The first 'fully digital hospital' in North America is now open

Facility has 656 beds, 700+ employees

Toronto-based Humber River Hospital is touting itself as North America's first "fully digital" hospital.

The 656-bed, $1.7 billion facility, which opened this month, has more than 700 human employees—who work alongside several different automated robots that help complete daily tasks.

Robots' tasks

Some robots are tasked with moving medical supplies and food to patients across the 13-floor, 1.8 million square foot complex. When designing a facility of that size, "you need to start looking for ways to do that other than people pushing carts of supplies," CEO Barb Collins told CTV News.

The robots are able to pick up supply carts, call an elevator, and deliver supplies.

Humber River also has robots that help deliver chemotherapy drugs. Once a physician enters an order into a patient's chart, a robot will check the dosage and the patient's weight, and then mixes the medication if everything checks out.

The robot then inserts the medication into a medical bag with a barcode, which hospital staff then checks against the barcode on the intended patient's wristband prior to administering the drugs.

Material provided:
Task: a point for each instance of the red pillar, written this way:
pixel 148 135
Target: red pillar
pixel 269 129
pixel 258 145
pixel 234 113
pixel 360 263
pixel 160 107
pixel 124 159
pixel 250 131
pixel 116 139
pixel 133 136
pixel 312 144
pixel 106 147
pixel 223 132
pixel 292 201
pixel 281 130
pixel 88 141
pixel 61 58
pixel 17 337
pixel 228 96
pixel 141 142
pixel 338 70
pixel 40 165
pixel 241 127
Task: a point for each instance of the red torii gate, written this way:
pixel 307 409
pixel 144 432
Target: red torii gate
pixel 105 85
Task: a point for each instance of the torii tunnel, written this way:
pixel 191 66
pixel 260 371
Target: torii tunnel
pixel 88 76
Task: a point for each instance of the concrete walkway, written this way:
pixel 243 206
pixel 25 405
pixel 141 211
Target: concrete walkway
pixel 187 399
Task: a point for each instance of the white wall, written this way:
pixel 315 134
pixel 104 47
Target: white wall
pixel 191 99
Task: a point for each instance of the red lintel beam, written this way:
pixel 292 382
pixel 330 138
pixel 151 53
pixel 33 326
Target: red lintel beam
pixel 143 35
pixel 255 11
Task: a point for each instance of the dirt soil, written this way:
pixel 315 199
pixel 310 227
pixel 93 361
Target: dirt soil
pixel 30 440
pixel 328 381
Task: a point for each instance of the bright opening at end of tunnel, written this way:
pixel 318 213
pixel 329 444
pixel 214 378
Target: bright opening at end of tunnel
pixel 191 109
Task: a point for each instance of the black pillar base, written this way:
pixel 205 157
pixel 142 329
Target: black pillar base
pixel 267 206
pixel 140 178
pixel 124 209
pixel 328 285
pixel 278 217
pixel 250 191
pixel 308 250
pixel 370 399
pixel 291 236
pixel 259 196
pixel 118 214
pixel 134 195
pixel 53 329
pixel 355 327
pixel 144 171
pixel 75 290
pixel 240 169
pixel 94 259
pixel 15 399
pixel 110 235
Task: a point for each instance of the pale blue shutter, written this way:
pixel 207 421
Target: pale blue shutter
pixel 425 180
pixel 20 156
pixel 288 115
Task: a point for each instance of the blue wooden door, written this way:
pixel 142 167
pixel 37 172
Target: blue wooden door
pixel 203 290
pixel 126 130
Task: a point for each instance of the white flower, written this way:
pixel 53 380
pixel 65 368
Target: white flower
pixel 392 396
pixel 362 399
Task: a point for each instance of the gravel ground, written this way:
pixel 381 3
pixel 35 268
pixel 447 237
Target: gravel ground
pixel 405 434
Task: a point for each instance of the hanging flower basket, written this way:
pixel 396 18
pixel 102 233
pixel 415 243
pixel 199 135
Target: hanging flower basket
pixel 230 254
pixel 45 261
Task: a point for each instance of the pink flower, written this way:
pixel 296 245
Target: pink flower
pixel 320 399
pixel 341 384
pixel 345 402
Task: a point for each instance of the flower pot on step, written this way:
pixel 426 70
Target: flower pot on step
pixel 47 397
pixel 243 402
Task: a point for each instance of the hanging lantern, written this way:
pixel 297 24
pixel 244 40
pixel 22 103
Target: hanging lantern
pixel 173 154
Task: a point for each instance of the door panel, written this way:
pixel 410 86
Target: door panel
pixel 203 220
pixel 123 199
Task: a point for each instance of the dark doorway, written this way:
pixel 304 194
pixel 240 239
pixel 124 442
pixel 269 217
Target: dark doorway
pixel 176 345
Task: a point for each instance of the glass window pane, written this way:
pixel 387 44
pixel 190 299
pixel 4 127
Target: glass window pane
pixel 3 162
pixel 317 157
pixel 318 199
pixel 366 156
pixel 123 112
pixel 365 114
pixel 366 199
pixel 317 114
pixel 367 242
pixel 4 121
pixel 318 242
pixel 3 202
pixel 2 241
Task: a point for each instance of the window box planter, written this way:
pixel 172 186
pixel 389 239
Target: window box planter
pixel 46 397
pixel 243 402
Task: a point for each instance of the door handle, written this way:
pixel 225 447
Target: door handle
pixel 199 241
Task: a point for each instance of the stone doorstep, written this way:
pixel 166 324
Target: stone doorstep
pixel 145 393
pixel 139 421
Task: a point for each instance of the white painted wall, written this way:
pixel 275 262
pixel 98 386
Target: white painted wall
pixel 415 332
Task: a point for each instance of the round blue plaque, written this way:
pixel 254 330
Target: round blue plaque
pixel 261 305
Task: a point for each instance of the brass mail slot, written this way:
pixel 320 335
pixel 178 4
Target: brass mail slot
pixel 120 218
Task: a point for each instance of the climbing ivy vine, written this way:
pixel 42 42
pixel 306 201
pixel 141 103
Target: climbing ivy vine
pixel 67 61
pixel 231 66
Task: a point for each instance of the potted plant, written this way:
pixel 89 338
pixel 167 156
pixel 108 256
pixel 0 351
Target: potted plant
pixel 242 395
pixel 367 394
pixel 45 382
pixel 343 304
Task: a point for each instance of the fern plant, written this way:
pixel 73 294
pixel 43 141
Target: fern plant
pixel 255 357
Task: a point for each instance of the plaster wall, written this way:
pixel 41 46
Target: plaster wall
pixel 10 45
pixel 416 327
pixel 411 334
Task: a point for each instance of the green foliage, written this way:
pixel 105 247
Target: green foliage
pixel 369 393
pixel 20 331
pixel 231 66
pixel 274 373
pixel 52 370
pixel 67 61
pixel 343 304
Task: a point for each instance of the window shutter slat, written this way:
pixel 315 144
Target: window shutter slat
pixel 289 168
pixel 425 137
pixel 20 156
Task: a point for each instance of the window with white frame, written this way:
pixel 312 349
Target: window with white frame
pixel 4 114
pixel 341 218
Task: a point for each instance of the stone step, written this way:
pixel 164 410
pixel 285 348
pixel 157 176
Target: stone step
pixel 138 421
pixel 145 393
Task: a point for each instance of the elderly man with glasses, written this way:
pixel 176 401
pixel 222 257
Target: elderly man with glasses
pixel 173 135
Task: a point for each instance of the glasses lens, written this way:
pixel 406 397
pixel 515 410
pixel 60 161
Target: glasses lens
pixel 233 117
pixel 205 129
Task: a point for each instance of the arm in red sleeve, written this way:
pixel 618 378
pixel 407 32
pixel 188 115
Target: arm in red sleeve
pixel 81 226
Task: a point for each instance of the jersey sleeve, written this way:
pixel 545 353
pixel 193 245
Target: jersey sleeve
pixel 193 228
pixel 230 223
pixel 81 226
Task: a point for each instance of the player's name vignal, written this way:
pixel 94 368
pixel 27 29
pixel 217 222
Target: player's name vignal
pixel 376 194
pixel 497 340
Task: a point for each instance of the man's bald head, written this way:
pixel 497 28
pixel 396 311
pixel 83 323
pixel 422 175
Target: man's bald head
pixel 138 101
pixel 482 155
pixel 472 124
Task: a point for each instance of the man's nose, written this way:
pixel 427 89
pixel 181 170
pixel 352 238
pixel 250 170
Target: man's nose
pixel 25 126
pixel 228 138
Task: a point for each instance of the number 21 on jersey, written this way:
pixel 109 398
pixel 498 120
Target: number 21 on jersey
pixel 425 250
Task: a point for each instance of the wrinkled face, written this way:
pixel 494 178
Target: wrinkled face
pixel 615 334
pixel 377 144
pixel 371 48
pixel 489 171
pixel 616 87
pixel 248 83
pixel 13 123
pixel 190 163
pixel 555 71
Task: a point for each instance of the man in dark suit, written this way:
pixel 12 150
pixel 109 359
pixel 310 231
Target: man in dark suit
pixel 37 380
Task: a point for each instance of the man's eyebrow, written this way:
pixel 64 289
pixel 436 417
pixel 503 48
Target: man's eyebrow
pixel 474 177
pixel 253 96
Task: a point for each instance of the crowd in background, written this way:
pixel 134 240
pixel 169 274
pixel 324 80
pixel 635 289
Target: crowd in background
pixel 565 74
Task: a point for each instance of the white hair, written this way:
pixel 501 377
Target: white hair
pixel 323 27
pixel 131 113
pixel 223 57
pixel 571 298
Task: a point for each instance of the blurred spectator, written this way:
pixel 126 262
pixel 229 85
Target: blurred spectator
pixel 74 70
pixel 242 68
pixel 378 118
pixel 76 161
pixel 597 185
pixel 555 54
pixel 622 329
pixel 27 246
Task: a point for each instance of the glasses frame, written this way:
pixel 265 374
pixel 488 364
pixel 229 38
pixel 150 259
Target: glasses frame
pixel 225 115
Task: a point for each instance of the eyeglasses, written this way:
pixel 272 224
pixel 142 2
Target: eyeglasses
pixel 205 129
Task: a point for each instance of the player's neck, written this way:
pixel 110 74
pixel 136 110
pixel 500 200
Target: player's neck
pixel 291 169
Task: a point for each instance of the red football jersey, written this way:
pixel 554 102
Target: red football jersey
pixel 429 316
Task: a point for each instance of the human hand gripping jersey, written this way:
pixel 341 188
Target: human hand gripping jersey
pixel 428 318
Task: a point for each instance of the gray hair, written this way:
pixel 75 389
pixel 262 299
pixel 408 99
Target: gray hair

Exercises:
**A)** Answer these from the Humber River Hospital article:
(i) How many beds does the facility have?
(ii) How many floors does the complex have?
(iii) What do hospital staff check the medical bag's barcode against before giving the drugs?
**B)** Please carry the Humber River Hospital article on for a few more paragraphs, starting after its last sentence.
The listing is separate material, unrelated to the Humber River Hospital article.

Answer set:
**A)**
(i) 656
(ii) 13
(iii) The barcode on the intended patient's wristband

**B)**
Collins says that one of the benefits of the system is that chemotherapy medications can be "quite toxic" and having them mixed by robots helps guard against spills.

Meanwhile, the hospital also has three robots in its radiology department that can move around patients at various angles, preventing patients from needing to move as they often must during traditional scans.

At the same time, staff will be tasked with ensuring that all the robots are operating as intended. "Robots are robots, but they still need monitoring," Collins notes.

Other amenities

Humber River also has machines that process blood samples within minutes and automatically log the results in patients' electronic health records (EHRs), as well as wristbands for patients under walking restrictions that alert employees when patients wander.

In addition, the hospital beds are equipped with touchpad screens that allow patients to:

  • Adjust the room temperature;
  • View their EHRs;
  • Make phone calls;
  • Video chat with medical staff or with family members;
  • Listen to the radio;
  • Watch television;
  • Play video games;
  • Order food;
  • Read books or have the books read aloud; and
  • Page nurses.

Collins says of the hospital's technology, "I never could have dreamed of it 40 years ago when I got into nursing" (Muoio, Tech Insider, 10/25; Mangione, CTV News, 9/30; Marie Doctor, Tech Times, 10/20; Deschamps, "GTA," The Star, 10/16).